Return all records exactly. Nothing may be added.

*** Data for processing ***

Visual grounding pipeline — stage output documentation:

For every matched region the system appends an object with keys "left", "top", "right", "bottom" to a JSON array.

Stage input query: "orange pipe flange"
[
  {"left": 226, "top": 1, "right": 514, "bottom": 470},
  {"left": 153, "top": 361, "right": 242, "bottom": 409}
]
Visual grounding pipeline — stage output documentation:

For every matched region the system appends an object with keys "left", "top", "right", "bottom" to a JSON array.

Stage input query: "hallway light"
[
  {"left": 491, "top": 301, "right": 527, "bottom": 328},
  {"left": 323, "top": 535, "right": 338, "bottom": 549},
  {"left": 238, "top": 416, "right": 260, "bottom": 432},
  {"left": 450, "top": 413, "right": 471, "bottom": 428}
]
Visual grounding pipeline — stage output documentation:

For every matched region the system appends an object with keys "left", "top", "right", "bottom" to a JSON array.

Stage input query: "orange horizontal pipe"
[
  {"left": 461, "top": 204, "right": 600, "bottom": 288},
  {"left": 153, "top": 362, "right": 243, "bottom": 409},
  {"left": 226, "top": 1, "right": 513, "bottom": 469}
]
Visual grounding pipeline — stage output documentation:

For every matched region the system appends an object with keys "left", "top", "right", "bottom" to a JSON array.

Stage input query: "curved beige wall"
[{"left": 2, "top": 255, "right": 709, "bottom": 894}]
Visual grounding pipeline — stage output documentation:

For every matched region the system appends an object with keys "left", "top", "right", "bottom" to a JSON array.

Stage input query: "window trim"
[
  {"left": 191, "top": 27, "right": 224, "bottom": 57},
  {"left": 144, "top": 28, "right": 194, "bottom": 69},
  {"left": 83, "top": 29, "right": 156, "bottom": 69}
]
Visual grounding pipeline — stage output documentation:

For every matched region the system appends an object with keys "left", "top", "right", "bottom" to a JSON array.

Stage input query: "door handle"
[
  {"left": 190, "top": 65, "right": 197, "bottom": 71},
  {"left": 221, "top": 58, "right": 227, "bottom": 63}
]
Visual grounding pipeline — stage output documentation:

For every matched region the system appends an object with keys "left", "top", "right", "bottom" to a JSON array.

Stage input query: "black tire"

*** End of Data for processing ***

Reply to the exercise:
Visual grounding pipeline — stage output documentation:

For every matched region the system appends an object with keys "left", "top", "right", "bottom" to a JSON array.

Stage input query: "orange pipe flange"
[
  {"left": 226, "top": 1, "right": 514, "bottom": 470},
  {"left": 153, "top": 361, "right": 242, "bottom": 409}
]
Visual grounding pipeline — stage output documentation:

For every matched region the system appends an object with keys "left", "top", "right", "bottom" to a JSON array.

Stage input query: "hallway light"
[
  {"left": 491, "top": 301, "right": 527, "bottom": 328},
  {"left": 323, "top": 535, "right": 338, "bottom": 549},
  {"left": 238, "top": 416, "right": 260, "bottom": 432},
  {"left": 450, "top": 413, "right": 471, "bottom": 428}
]
Visual grounding pipeline — stage output documentation:

For every matched region the system appends an object with keys "left", "top", "right", "bottom" to a JSON array.

Stage input query: "orange horizontal pipe"
[
  {"left": 461, "top": 204, "right": 600, "bottom": 288},
  {"left": 153, "top": 362, "right": 243, "bottom": 409},
  {"left": 226, "top": 1, "right": 513, "bottom": 469}
]
Visual grounding pipeline — stage output documentation:

For every matched region the system appends an object with keys "left", "top", "right", "bottom" to a JSON array.

Stage input query: "curved beige wall"
[{"left": 2, "top": 255, "right": 709, "bottom": 894}]
Visual grounding pipeline — stage output documentation:

For every matched region the system appends an object with keys "left", "top", "right", "bottom" to a JSON array.

Stage input query: "window trim"
[
  {"left": 191, "top": 27, "right": 224, "bottom": 57},
  {"left": 144, "top": 28, "right": 194, "bottom": 69},
  {"left": 83, "top": 29, "right": 156, "bottom": 69}
]
Visual grounding pipeline — stage output documentation:

For every matched region the system appends an object with keys "left", "top", "right", "bottom" to a JSON array.

Stage input query: "door handle"
[
  {"left": 190, "top": 65, "right": 197, "bottom": 71},
  {"left": 221, "top": 58, "right": 227, "bottom": 63}
]
Visual grounding pipeline — stage output documentation:

For every matched region the system appends an object with keys "left", "top", "right", "bottom" to a JSON array.

Stage input query: "black tire"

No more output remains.